(Object detection data)
>>
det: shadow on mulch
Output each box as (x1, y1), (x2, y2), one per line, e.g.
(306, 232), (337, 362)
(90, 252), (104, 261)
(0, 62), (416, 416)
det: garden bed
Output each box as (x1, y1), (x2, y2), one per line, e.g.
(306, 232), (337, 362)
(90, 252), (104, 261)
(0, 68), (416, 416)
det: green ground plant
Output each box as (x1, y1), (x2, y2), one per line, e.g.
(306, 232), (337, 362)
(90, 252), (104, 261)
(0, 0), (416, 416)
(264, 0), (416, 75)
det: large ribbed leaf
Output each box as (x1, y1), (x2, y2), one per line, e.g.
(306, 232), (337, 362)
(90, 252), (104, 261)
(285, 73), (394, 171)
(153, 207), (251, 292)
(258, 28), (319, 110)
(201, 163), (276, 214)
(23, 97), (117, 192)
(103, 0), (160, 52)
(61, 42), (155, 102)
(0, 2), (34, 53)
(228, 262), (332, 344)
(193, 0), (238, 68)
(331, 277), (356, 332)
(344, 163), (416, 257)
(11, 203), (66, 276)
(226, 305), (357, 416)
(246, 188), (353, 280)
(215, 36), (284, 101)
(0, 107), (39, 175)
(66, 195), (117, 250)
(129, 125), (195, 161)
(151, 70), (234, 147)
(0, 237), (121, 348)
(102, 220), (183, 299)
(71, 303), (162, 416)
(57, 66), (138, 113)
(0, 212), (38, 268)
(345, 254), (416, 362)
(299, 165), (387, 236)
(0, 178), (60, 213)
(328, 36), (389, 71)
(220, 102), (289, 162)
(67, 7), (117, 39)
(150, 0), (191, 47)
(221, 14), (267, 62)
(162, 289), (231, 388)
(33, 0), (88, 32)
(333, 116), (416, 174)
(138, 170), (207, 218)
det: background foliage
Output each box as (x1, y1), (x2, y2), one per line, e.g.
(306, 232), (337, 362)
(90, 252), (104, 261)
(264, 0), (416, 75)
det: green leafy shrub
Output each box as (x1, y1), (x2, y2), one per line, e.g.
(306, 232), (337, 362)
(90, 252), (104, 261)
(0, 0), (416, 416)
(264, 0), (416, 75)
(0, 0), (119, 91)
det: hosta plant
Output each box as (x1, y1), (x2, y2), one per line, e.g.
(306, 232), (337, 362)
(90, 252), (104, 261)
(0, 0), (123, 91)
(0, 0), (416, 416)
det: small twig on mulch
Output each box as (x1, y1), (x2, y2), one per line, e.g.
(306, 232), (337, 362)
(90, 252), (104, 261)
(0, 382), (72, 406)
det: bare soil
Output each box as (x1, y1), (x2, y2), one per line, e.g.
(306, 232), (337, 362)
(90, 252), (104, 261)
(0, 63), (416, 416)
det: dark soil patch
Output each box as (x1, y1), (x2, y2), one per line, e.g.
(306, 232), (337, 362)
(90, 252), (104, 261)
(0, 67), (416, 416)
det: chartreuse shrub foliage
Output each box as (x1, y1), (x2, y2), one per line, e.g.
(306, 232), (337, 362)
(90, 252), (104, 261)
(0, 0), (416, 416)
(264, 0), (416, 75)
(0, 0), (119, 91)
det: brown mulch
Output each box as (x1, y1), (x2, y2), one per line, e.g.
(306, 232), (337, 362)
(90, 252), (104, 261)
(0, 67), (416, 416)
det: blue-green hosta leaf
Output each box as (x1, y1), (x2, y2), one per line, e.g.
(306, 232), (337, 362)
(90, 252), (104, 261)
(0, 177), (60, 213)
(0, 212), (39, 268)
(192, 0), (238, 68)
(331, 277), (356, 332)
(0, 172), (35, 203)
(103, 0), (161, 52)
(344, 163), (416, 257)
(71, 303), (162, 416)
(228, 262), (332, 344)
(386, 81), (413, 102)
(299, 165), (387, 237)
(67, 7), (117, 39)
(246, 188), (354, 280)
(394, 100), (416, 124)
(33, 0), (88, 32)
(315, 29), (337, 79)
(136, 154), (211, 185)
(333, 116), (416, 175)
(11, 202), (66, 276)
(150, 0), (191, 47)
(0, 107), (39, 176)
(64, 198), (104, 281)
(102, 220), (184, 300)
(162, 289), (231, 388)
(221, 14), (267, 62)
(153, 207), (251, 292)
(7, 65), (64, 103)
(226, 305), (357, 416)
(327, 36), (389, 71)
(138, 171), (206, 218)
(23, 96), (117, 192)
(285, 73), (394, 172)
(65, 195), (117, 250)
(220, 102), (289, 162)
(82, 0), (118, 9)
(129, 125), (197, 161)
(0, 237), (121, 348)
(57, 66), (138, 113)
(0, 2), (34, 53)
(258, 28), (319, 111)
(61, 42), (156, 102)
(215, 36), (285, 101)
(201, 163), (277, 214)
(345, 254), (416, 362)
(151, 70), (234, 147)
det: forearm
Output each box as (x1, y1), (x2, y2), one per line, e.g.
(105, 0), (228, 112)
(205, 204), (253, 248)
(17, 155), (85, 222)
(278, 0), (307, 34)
<<
§ **AIM**: Write out the material again from its first line up to and including the line containing "(0, 63), (416, 416)". Multiply every box coordinate in the answers by 0.2 and round each result to the nearest whole number, rounding halves up, while leaving the requests and their sample coordinates unchanged.

§ **OUTPUT FOR THIS TASK**:
det: shadow on mulch
Output each box as (x1, y1), (x2, y2), one per line, e.g.
(306, 232), (337, 362)
(90, 252), (104, 261)
(0, 12), (83, 83)
det: garden bed
Output each box as (x1, y1), (x2, y2), one per line, e.g.
(306, 232), (337, 362)
(90, 252), (104, 261)
(0, 14), (83, 83)
det: green ground plant
Output each box as (x1, y1), (x2, y2), one per line, e.g.
(306, 232), (337, 362)
(90, 252), (104, 261)
(0, 0), (83, 83)
(53, 0), (83, 15)
det: large ribbed leaf
Output each box as (x1, y1), (x2, y2), one per line, e.g.
(306, 232), (337, 362)
(90, 252), (104, 261)
(57, 15), (79, 34)
(31, 41), (50, 58)
(52, 6), (64, 22)
(40, 33), (55, 43)
(5, 19), (23, 38)
(21, 0), (32, 10)
(12, 8), (31, 20)
(0, 0), (7, 11)
(46, 52), (66, 69)
(39, 0), (48, 14)
(66, 55), (71, 66)
(69, 33), (83, 51)
(2, 41), (13, 55)
(45, 61), (71, 83)
(49, 38), (71, 56)
(43, 7), (57, 20)
(0, 21), (8, 35)
(13, 39), (23, 50)
(26, 25), (39, 32)
(30, 14), (47, 29)
(0, 47), (24, 70)
(20, 44), (37, 60)
(14, 61), (32, 83)
(11, 13), (28, 23)
(0, 42), (8, 54)
(69, 51), (83, 72)
(60, 33), (77, 47)
(0, 36), (12, 43)
(66, 7), (78, 14)
(44, 20), (58, 32)
(13, 1), (23, 8)
(30, 0), (38, 9)
(44, 3), (53, 12)
(32, 58), (46, 78)
(7, 0), (18, 6)
(67, 23), (83, 35)
(28, 34), (41, 44)
det: background foliage
Output each box as (x1, y1), (x2, y2), one per line, e.g.
(306, 232), (337, 362)
(90, 252), (104, 261)
(53, 0), (83, 15)
det: green leafy shrub
Output each box as (x1, y1), (x2, y2), one per line, e.g.
(306, 232), (337, 362)
(90, 252), (104, 261)
(0, 0), (83, 83)
(53, 0), (83, 15)
(0, 0), (24, 18)
det: hosta plant
Output each box as (x1, y1), (x2, y2), one per line, e.g.
(306, 232), (337, 362)
(90, 252), (104, 261)
(0, 0), (25, 18)
(0, 0), (83, 83)
det: small twig on mulch
Output each box as (x1, y1), (x2, y2), one per line, e.g.
(306, 232), (337, 362)
(90, 252), (104, 261)
(0, 76), (14, 81)
det: bare soil
Output each box as (x1, y1), (x2, y2), one per line, e.g.
(306, 232), (337, 362)
(90, 252), (104, 261)
(0, 13), (83, 83)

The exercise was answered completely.